A data block
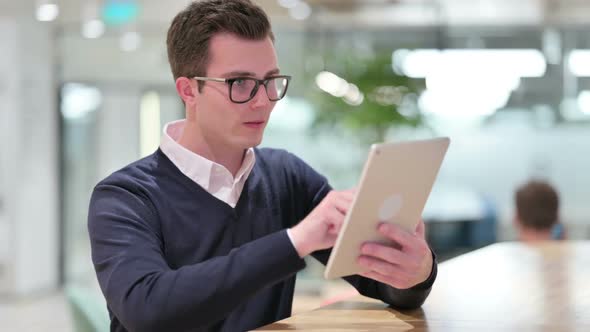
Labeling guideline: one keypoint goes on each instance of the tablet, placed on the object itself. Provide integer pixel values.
(395, 184)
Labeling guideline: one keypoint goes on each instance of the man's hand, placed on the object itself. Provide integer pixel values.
(320, 228)
(406, 263)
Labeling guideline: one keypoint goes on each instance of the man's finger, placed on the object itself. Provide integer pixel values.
(421, 228)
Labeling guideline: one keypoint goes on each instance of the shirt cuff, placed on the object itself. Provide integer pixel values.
(290, 237)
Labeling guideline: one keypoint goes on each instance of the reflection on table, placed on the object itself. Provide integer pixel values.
(503, 287)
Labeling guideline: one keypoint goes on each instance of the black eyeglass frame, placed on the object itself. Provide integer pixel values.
(230, 82)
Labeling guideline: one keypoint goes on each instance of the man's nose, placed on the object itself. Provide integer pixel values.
(260, 98)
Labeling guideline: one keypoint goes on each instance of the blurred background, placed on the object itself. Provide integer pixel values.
(85, 88)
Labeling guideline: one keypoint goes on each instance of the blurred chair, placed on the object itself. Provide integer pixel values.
(89, 311)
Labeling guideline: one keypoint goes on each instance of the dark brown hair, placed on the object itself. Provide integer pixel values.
(192, 29)
(537, 205)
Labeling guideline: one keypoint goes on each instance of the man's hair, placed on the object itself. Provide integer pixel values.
(192, 29)
(537, 205)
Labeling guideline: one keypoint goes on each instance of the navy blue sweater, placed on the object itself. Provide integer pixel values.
(169, 256)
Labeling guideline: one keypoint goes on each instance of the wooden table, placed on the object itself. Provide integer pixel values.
(503, 287)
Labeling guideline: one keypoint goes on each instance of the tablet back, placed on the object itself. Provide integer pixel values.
(395, 184)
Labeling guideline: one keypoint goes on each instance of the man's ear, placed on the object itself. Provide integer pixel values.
(186, 90)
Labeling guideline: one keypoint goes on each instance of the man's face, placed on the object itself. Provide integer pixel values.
(222, 122)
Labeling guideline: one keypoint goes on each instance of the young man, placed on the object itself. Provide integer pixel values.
(537, 212)
(208, 232)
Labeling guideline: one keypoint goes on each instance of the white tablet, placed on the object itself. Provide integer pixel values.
(395, 184)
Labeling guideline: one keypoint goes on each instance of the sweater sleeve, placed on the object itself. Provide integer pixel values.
(145, 294)
(315, 188)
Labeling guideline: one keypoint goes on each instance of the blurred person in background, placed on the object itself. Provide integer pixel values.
(208, 232)
(537, 212)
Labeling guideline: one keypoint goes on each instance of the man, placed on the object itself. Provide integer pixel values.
(537, 212)
(208, 232)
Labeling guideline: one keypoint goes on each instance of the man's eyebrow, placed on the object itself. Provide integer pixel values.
(240, 73)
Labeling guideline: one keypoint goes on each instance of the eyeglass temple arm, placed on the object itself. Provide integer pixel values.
(209, 79)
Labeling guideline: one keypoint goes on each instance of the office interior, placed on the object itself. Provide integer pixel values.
(85, 88)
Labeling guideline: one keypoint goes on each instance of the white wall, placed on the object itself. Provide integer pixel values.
(29, 231)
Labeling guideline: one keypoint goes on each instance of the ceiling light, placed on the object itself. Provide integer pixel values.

Task brief
Output all of the items above again, word for word, and leave the pictures out.

Complete output
Labeling guideline: one keypoint goes on each instance of the tablet, placed on the object itself. Provide integer pixel values.
(395, 184)
Labeling guideline: one keypoint goes on each instance of the man's hand, placed on the object itself. Provide integer pixel values.
(320, 228)
(406, 263)
Labeling guideline: one keypoint goes on each instance of the man's finger, placed on the object itself. Provide integer pixel values.
(421, 228)
Labeling guideline: one keypoint goes on each instance of the shirt cuff, placed on the object itself. Provide integer pixel values.
(290, 237)
Labeling guideline: one keypoint goes on each instance of the reflection on table, placed on the object itself. Provide integer pixel values.
(503, 287)
Labeling guideline: one keypoint goes on each instance of the black eyeglass frame, placed on the object itself. Provide integer pixel values.
(230, 82)
Labeling guideline: one keypoint goes on each instance of the man's nose, placed on the object itself. Provide integer pixel values.
(260, 98)
Labeling guideline: one keypoint goes on each instance of the blurred background, placed on the object itself. Provide integer pixel values.
(85, 88)
Labeling guideline: one keypoint goes on each instance of the blurred chair, placed on the object itself. Provide integer pixel values.
(89, 311)
Labeling guideline: one keypoint goes on each instance of the dark brown hair, placed on the object itself. Provide integer pixel values.
(192, 29)
(537, 205)
Labeling guideline: one keypoint goes on each instance of the man's hair, placed on the object itself. Provide integer pixel values.
(192, 29)
(537, 205)
Labeling guideline: one keypoint goes on each instance of the navy blue sweater, placed on the object itself. Provide integer pixel values.
(169, 256)
Labeling guideline: one keypoint goes on each instance of the wooden table, placed on the object itself. Provide integer pixel values.
(503, 287)
Labeling guideline: one keypoint goes on each instance of the tablet back, placed on the object itself. Provide integer pixel values.
(395, 184)
Labeling guideline: one keypoint goes on each instance of the man's ear, placed on the object itself. Provide integer pixel values.
(186, 90)
Labeling guideline: one keypoint goes on each instance of the man's face, placed on the object itself. Provide integer pixel values.
(222, 122)
Labeling guideline: one keypoint goes on each instance of the young man, placed on the object itself. Provide integer pixel values.
(537, 212)
(208, 232)
Labeling guideline: one keypoint goes on each instance of the white tablet, placed on the object itself. Provide integer pixel values.
(395, 184)
Labeling guideline: one keypoint goes on each instance of the sweater sleeve, placed on the object itself. Provide integer pixel values.
(145, 294)
(315, 188)
Labeling guideline: one keypoint goes on each instance of the blurred person in background, placed on the object itself. Provide integer pixel values.
(208, 232)
(537, 212)
Labeling guideline: one keypoint goes on each instance of the man, placed on the object itself. Provide integer pixel values.
(537, 212)
(208, 232)
Labeling guideline: one keypoint goes on each instance of the man's eyebrow, placed on the object itself. Provide integer pixel values.
(240, 73)
Labeling guideline: one keypoint goes on each instance of the eyeglass temple arm, placed on the object itself. Provide integer pixel values.
(209, 79)
Labeling guideline: one keypoint goes on each instance of the office interior, placed on the object itself. Provide integer pixel values.
(85, 88)
Labeling guideline: one keypoint goes on each instance of the white wall, placed on the object itself. Provide integer pixel values.
(29, 231)
Labeling guideline: one keypoint goes on each instance of the ceiling light, placed on the object itself. Provide integer pixel values.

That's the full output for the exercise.